*PROVIDED PASSAGE:*
· · · · ·

Becoming a mom is scary.
Being a mom to more than one child is scary.
But being a mom to four boys?
I thought after having two boys that adding three and four would be no big thing. That I was a boy expert and knew how to do the whole “boymom” thing. WRONG. Sure I knew the basics: make sure “it” is always pointing down during a diaper change, keep bandaids on hand at all times, make sure the refrigerator and pantry are always stocked…but what I wasn’t prepared for was how all of the advice that I had gotten was completely irrelevant for the areas where it mattered. Everything anyone who gave me advice about having more than two boys focused on was the idea of being outnumbered and the end of being able to have nice things. It was always based on what boys do and not on who boys are.
So I’d like to share what I would consider the 7 things every mom of multiple boys needs to know:
They’re not all the same.
They’re just not. We often get asked if we used a mold or cookie cutter for our boys. They look remarkably similar, and when you see a picture of all of them together, it’s a pretty good idea of what each of them looked like at those ages. But their looks are where their similarities end. They are individuals. It’s unfair to judge any of them based on what his brother did at a certain age or how well/poorly he performs at a given task compared to his brother. He’s not his brother! I have to remind myself of this often, but it is so important to allow them to be themselves. To allow for each of them to explore the things in which he is interested and develop at his own rate. If comparison is the thief of joy, think about what comparing your boys to one another does to them.

· · · · ·

*DATASET:*
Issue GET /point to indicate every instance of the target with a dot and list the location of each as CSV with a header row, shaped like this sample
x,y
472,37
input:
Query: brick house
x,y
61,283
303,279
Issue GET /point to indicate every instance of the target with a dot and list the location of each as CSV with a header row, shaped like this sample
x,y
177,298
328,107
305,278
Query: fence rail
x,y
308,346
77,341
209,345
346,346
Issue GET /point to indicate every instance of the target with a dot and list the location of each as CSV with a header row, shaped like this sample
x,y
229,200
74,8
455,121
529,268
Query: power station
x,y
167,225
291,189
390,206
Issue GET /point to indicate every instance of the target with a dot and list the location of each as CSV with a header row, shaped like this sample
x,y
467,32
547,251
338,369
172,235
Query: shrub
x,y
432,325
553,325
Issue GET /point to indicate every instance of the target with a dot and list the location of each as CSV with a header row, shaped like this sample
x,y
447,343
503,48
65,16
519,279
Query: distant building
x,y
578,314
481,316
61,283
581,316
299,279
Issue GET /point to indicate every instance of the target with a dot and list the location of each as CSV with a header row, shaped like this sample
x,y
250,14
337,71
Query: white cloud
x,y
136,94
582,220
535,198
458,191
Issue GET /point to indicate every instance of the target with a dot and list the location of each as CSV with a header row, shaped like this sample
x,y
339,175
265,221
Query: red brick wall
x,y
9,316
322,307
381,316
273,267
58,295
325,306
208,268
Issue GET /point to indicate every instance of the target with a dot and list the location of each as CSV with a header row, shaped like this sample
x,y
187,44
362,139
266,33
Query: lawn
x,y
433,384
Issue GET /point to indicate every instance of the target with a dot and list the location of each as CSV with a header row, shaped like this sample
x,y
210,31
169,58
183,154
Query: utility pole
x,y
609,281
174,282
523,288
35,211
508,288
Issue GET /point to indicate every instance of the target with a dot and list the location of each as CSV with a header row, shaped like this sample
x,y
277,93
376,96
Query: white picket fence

· · · · ·

*TASKS AND EXERCISES:*
[a] In the passage on raising four boys, what are the writer's family often asked about the boys?
[b] Carry on the passage on raising four boys from the point where it stops.

*TASK RESULTS:*
[a] They are often asked whether they used a mold or cookie cutter for their boys.

[b]
When a little boy has his heart set on something, he’s going to try to do anything and everything to get it. It’s seems instinctual. Whether it’s attempting to figure out how to build a Lego structure just so, perfecting baseball fielding skills, or just wanting to set up the slip ‘n slide, they argue with conviction like no other I’ve seen (even if they’re straight up wrong or lying). And they never. give. up. They fight intensely. They play intensely. And they love intensely. There is truly nothing like the love of a little boy for his mom.
Almost every person I meet who learns I have four boys says, “Well, at least you don’t have to deal with drama!”
Have you ever been in the room with a prepubescent tween boy? Especially one you’ve told to fold his laundry? Or how about a nine year old boy who got a scrape on his knee? Or a six year old boy who was told he’s not allowed to have ice cream for breakfast? Dr-ah-ma. It may look different, but it’s there. And it might come at different ages than girls, but it’s there.
They need to move.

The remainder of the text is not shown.